The United States District Court for the Western District of Michigan (in case citations, W.D. Mich.) is the federal district court with jurisdiction over of the western portion of the state of Michigan, including the entire Upper Peninsula and the Lower Peninsula from Lansing westward.

Appeals from the Western District of Michigan are taken to the United States Court of Appeals for the Sixth Circuit (except for patent claims and claims against the U.S. government under the Tucker Act, which are appealed to the Federal Circuit).

, the United States Attorney for the Western District of Michigan is Mark Totten.

History 

The United States District Court for the District of Michigan was established on July 1, 1836, by 5 Stat. 61, with a single judgeship. The district court was not assigned to a judicial circuit, but was granted the same jurisdiction as United States circuit courts, except in appeals and writs of error, which were the jurisdiction of the Supreme Court. Due to the Toledo War, a boundary dispute with Ohio, Michigan did not become a state of the union until January 26, 1837. On March 3, 1837, Congress passed an act that repealed the circuit court jurisdiction of the U.S. District Court for the District of Michigan, assigned the District of Michigan to the Seventh Circuit, and established a U.S. circuit court for the district, 5 Stat. 176.

* TASKS TO PERFORM *
A - Transcribe the stretch of the Western District of Michigan passage from "The United States District Court for the District" through "5 Stat. 176.".
B - According to the Western District of Michigan passage, on what date was the United States District Court for the District of Michigan established?

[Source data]
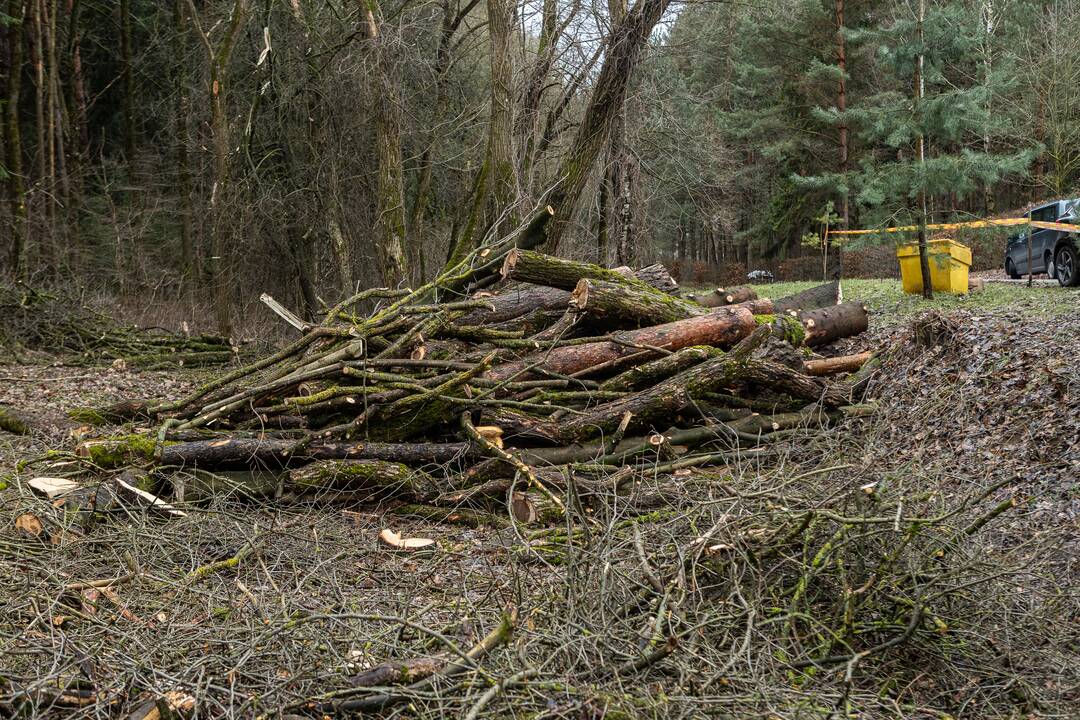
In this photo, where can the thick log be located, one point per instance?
(725, 296)
(821, 296)
(837, 365)
(232, 453)
(662, 368)
(662, 402)
(756, 423)
(604, 300)
(377, 477)
(828, 324)
(723, 327)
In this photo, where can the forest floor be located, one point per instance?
(994, 405)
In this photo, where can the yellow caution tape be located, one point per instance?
(957, 226)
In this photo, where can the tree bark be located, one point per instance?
(13, 138)
(837, 365)
(623, 52)
(724, 327)
(234, 453)
(390, 203)
(495, 188)
(522, 300)
(820, 296)
(828, 324)
(217, 57)
(601, 299)
(725, 296)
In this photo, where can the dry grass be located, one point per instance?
(808, 598)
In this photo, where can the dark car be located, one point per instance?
(1053, 252)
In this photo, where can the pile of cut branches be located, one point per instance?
(510, 399)
(59, 322)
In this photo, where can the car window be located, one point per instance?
(1045, 214)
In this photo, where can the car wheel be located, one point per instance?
(1068, 266)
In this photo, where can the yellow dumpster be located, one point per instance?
(948, 266)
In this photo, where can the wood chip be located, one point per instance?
(52, 487)
(391, 539)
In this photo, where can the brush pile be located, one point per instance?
(61, 323)
(568, 375)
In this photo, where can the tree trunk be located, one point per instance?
(821, 296)
(13, 139)
(275, 453)
(624, 49)
(390, 203)
(184, 186)
(495, 188)
(724, 327)
(127, 72)
(628, 303)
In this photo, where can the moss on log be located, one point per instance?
(119, 450)
(382, 478)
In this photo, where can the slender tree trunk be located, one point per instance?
(495, 186)
(928, 290)
(127, 63)
(220, 254)
(390, 204)
(841, 106)
(624, 49)
(13, 138)
(184, 186)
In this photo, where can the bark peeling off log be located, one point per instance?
(723, 327)
(270, 452)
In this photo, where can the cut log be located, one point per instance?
(723, 327)
(828, 324)
(837, 365)
(725, 296)
(25, 422)
(604, 300)
(534, 508)
(231, 453)
(821, 296)
(662, 368)
(118, 451)
(377, 477)
(551, 271)
(52, 487)
(130, 485)
(537, 306)
(397, 542)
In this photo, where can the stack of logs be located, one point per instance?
(559, 381)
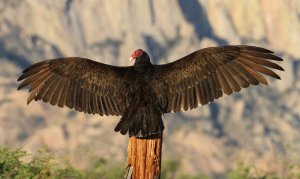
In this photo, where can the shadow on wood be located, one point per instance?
(144, 157)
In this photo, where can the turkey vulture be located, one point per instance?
(143, 92)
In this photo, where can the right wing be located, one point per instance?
(79, 83)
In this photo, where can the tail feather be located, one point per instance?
(142, 121)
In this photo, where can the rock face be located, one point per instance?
(255, 124)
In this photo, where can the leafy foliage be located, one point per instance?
(17, 163)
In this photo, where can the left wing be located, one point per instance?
(206, 74)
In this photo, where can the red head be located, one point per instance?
(137, 53)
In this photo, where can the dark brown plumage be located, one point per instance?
(143, 92)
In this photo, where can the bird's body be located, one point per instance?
(142, 93)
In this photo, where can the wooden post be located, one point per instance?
(144, 157)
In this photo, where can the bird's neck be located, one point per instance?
(143, 65)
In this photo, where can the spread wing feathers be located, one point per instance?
(78, 83)
(205, 75)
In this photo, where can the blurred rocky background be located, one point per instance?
(257, 125)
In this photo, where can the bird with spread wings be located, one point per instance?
(142, 93)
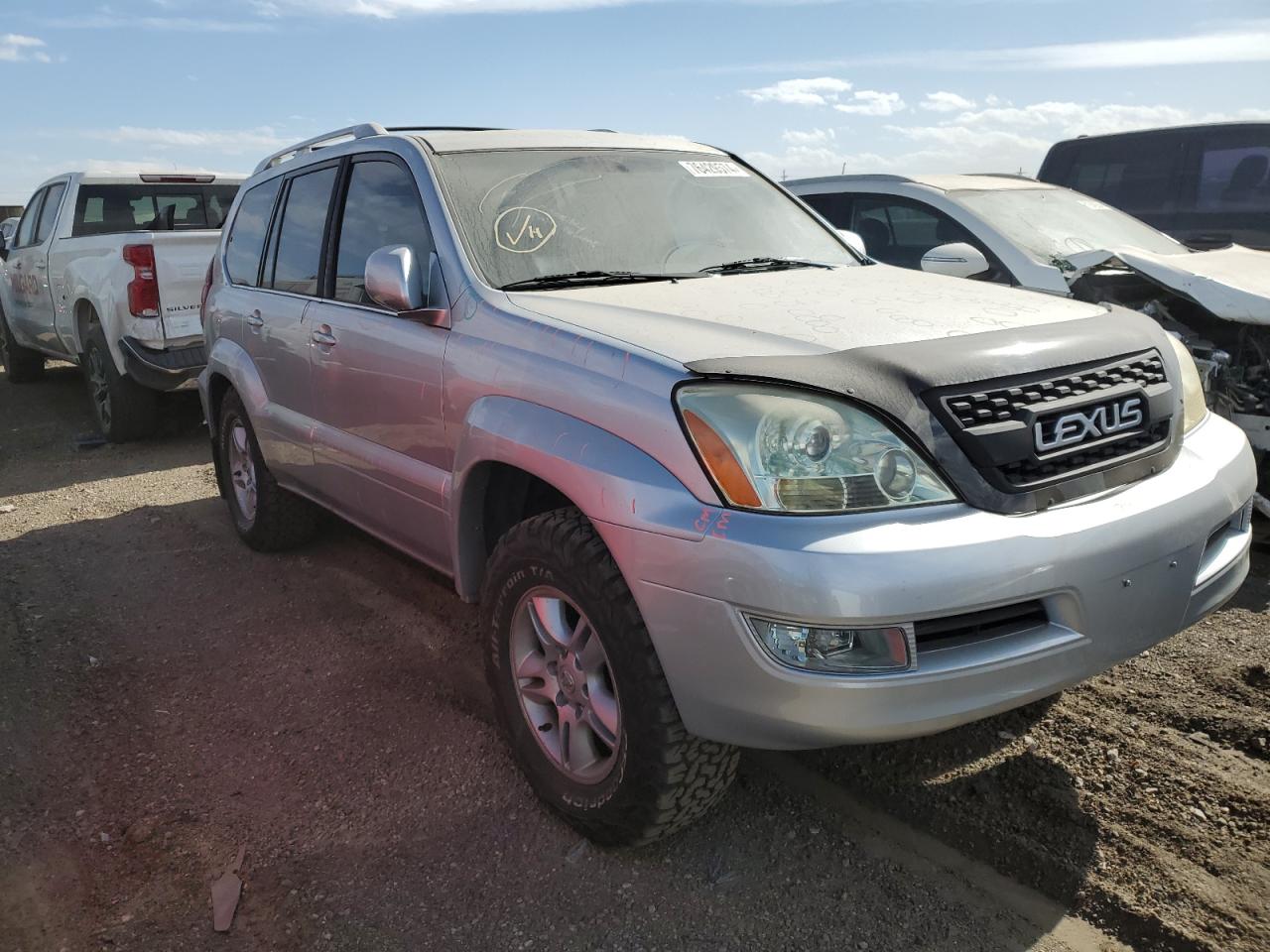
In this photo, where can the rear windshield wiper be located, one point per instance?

* OUTPUTS *
A -
The United States District Court for the District of Michigan was established on July 1, 1836, by 5 Stat. 61, with a single judgeship. The district court was not assigned to a judicial circuit, but was granted the same jurisdiction as United States circuit courts, except in appeals and writs of error, which were the jurisdiction of the Supreme Court. Due to the Toledo War, a boundary dispute with Ohio, Michigan did not become a state of the union until January 26, 1837. On March 3, 1837, Congress passed an act that repealed the circuit court jurisdiction of the U.S. District Court for the District of Michigan, assigned the District of Michigan to the Seventh Circuit, and established a U.S. circuit court for the district, 5 Stat. 176.

B - July 1, 1836